• [Aim of the task]: Find the line that contains "mark: the raised garden bed" in the entries below. Output it and each later line exactly, and nothing else.

Records from a data collection
★ ★ ★

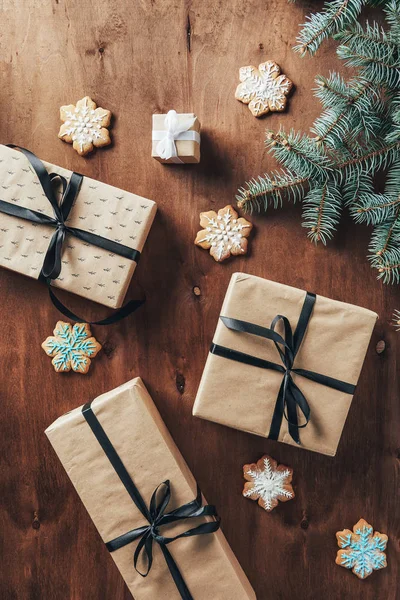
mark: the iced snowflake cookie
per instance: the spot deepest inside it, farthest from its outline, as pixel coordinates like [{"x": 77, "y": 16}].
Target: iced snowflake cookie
[
  {"x": 71, "y": 347},
  {"x": 85, "y": 125},
  {"x": 361, "y": 550},
  {"x": 263, "y": 89},
  {"x": 268, "y": 482},
  {"x": 224, "y": 234}
]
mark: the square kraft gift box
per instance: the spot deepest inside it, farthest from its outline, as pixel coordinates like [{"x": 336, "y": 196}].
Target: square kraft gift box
[
  {"x": 129, "y": 420},
  {"x": 100, "y": 209},
  {"x": 248, "y": 385},
  {"x": 176, "y": 138}
]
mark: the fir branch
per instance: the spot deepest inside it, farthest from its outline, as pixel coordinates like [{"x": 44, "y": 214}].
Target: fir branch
[
  {"x": 392, "y": 13},
  {"x": 322, "y": 208},
  {"x": 388, "y": 266},
  {"x": 355, "y": 111},
  {"x": 267, "y": 190},
  {"x": 334, "y": 17},
  {"x": 371, "y": 50},
  {"x": 299, "y": 154},
  {"x": 358, "y": 134}
]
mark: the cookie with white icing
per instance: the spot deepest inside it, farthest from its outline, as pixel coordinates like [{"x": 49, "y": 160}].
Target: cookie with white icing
[
  {"x": 268, "y": 482},
  {"x": 264, "y": 89},
  {"x": 72, "y": 347},
  {"x": 224, "y": 234},
  {"x": 85, "y": 125}
]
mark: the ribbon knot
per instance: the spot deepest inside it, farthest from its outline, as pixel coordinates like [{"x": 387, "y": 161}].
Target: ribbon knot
[
  {"x": 176, "y": 128},
  {"x": 290, "y": 398}
]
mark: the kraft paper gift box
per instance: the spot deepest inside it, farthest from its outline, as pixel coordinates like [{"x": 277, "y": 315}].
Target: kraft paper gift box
[
  {"x": 133, "y": 425},
  {"x": 249, "y": 397},
  {"x": 176, "y": 138},
  {"x": 87, "y": 270}
]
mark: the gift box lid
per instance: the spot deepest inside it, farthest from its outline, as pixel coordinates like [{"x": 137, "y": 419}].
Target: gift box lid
[
  {"x": 102, "y": 209},
  {"x": 244, "y": 396},
  {"x": 147, "y": 450}
]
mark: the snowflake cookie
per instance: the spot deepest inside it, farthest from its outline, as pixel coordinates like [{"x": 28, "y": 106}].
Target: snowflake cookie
[
  {"x": 85, "y": 125},
  {"x": 362, "y": 550},
  {"x": 263, "y": 89},
  {"x": 224, "y": 234},
  {"x": 268, "y": 482},
  {"x": 71, "y": 347}
]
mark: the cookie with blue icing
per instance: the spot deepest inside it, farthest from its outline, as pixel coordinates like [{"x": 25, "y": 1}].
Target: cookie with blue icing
[
  {"x": 361, "y": 550},
  {"x": 72, "y": 347}
]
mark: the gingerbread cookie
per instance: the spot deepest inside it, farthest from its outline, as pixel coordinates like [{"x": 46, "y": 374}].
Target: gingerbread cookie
[
  {"x": 362, "y": 550},
  {"x": 263, "y": 89},
  {"x": 71, "y": 347},
  {"x": 268, "y": 482},
  {"x": 85, "y": 125},
  {"x": 224, "y": 234}
]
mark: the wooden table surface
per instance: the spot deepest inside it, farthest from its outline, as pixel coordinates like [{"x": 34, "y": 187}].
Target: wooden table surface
[{"x": 137, "y": 58}]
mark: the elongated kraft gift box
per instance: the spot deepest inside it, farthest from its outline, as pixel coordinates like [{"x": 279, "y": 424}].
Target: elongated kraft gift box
[
  {"x": 87, "y": 270},
  {"x": 142, "y": 441},
  {"x": 244, "y": 396}
]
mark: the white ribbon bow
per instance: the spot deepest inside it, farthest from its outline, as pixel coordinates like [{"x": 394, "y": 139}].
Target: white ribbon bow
[{"x": 175, "y": 129}]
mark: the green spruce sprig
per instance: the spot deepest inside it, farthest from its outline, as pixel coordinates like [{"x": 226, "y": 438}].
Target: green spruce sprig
[{"x": 356, "y": 136}]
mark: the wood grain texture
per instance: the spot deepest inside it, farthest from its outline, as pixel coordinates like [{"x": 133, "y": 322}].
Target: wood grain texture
[{"x": 136, "y": 58}]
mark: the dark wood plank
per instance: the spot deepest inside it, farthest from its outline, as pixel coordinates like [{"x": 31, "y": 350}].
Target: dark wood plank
[{"x": 136, "y": 58}]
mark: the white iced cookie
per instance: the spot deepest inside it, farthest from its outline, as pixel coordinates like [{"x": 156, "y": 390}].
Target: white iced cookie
[
  {"x": 263, "y": 89},
  {"x": 224, "y": 234},
  {"x": 85, "y": 126}
]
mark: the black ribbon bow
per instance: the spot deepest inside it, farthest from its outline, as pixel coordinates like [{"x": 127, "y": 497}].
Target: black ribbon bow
[
  {"x": 52, "y": 262},
  {"x": 156, "y": 514},
  {"x": 290, "y": 397}
]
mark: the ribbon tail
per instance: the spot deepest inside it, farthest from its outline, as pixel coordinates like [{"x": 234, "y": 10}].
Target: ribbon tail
[
  {"x": 278, "y": 414},
  {"x": 52, "y": 263},
  {"x": 292, "y": 418},
  {"x": 166, "y": 149},
  {"x": 176, "y": 574}
]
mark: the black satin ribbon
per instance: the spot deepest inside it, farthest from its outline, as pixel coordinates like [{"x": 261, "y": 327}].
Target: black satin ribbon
[
  {"x": 289, "y": 396},
  {"x": 156, "y": 514},
  {"x": 51, "y": 268}
]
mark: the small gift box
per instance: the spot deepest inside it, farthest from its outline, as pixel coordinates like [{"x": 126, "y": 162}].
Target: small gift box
[
  {"x": 141, "y": 495},
  {"x": 284, "y": 363},
  {"x": 176, "y": 138},
  {"x": 85, "y": 234}
]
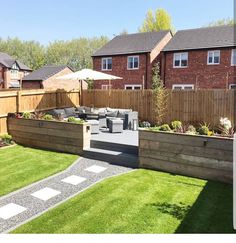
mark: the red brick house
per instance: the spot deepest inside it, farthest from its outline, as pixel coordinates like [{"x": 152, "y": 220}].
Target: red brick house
[
  {"x": 200, "y": 59},
  {"x": 47, "y": 78},
  {"x": 131, "y": 57},
  {"x": 11, "y": 71}
]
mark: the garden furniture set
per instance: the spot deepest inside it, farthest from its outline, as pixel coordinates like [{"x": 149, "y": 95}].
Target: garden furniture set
[{"x": 115, "y": 120}]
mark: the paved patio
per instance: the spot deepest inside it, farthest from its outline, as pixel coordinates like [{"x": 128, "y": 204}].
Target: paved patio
[{"x": 127, "y": 137}]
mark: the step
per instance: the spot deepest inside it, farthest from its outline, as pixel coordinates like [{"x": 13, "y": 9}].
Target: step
[
  {"x": 124, "y": 148},
  {"x": 112, "y": 157}
]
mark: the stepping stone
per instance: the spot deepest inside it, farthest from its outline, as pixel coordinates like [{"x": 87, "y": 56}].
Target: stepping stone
[
  {"x": 45, "y": 193},
  {"x": 95, "y": 169},
  {"x": 11, "y": 210},
  {"x": 73, "y": 180}
]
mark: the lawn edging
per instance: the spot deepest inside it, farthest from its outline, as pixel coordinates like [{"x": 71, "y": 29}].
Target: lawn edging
[{"x": 192, "y": 155}]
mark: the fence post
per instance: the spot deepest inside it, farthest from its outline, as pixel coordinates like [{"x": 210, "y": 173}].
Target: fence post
[{"x": 18, "y": 101}]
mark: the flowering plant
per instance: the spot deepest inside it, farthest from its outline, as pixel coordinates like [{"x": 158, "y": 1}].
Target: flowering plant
[
  {"x": 226, "y": 126},
  {"x": 225, "y": 123}
]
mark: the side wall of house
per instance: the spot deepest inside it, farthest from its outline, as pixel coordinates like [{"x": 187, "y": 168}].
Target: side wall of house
[
  {"x": 198, "y": 73},
  {"x": 119, "y": 68},
  {"x": 141, "y": 76}
]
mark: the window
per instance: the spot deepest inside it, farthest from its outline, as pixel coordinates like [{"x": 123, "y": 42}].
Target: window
[
  {"x": 133, "y": 86},
  {"x": 233, "y": 57},
  {"x": 213, "y": 57},
  {"x": 14, "y": 71},
  {"x": 133, "y": 62},
  {"x": 107, "y": 63},
  {"x": 232, "y": 86},
  {"x": 106, "y": 86},
  {"x": 183, "y": 86},
  {"x": 180, "y": 60}
]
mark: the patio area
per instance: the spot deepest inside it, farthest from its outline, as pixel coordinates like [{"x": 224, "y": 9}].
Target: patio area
[
  {"x": 127, "y": 137},
  {"x": 114, "y": 148}
]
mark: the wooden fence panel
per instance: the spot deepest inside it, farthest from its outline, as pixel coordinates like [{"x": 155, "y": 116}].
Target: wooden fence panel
[
  {"x": 193, "y": 106},
  {"x": 34, "y": 100}
]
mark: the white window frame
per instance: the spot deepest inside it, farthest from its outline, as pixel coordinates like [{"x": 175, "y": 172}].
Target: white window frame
[
  {"x": 180, "y": 60},
  {"x": 133, "y": 68},
  {"x": 15, "y": 71},
  {"x": 182, "y": 86},
  {"x": 232, "y": 57},
  {"x": 106, "y": 59},
  {"x": 232, "y": 85},
  {"x": 133, "y": 86},
  {"x": 106, "y": 86},
  {"x": 213, "y": 57}
]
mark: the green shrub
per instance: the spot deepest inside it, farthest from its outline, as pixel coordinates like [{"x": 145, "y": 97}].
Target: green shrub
[
  {"x": 6, "y": 139},
  {"x": 71, "y": 119},
  {"x": 165, "y": 128},
  {"x": 176, "y": 125},
  {"x": 26, "y": 115},
  {"x": 204, "y": 130},
  {"x": 47, "y": 117},
  {"x": 155, "y": 129},
  {"x": 191, "y": 130}
]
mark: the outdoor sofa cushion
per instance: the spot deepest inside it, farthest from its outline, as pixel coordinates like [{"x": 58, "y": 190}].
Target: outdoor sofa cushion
[{"x": 70, "y": 111}]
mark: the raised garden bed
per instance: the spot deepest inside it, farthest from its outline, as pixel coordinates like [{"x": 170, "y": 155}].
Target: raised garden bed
[
  {"x": 192, "y": 155},
  {"x": 51, "y": 135}
]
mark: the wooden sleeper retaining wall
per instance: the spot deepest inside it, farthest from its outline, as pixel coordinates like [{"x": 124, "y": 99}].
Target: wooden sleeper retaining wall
[
  {"x": 51, "y": 135},
  {"x": 191, "y": 155}
]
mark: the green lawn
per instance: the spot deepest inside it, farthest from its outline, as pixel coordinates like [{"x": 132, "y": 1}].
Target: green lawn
[
  {"x": 21, "y": 166},
  {"x": 142, "y": 201}
]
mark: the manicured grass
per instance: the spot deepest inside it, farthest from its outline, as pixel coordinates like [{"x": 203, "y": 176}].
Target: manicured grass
[
  {"x": 21, "y": 166},
  {"x": 142, "y": 201}
]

★ ★ ★

• [Problem solution]:
mark: the raised garden bed
per instance: the spot deepest inside it, farthest from its outline, as pixel coordinates like [{"x": 170, "y": 155}].
Target: raised garden bed
[
  {"x": 192, "y": 155},
  {"x": 51, "y": 135}
]
mark: the wooden sleeper retaining wall
per instance: the spot deepest inside it, farthest from its outline, as pixel coordinates like [{"x": 124, "y": 99}].
Target: wooden sleeper retaining wall
[
  {"x": 51, "y": 135},
  {"x": 191, "y": 155}
]
mark: the green lawn
per instance: the spot deepest inside it, farthest from its outline, as pixel coordinates like [{"x": 132, "y": 1}].
Target: green lawn
[
  {"x": 21, "y": 166},
  {"x": 142, "y": 201}
]
mark: the manicured grass
per instance: the spot deepest inside it, farthest from its outline, as pixel coordinates like [{"x": 203, "y": 176}].
Target: manicured grass
[
  {"x": 21, "y": 166},
  {"x": 142, "y": 201}
]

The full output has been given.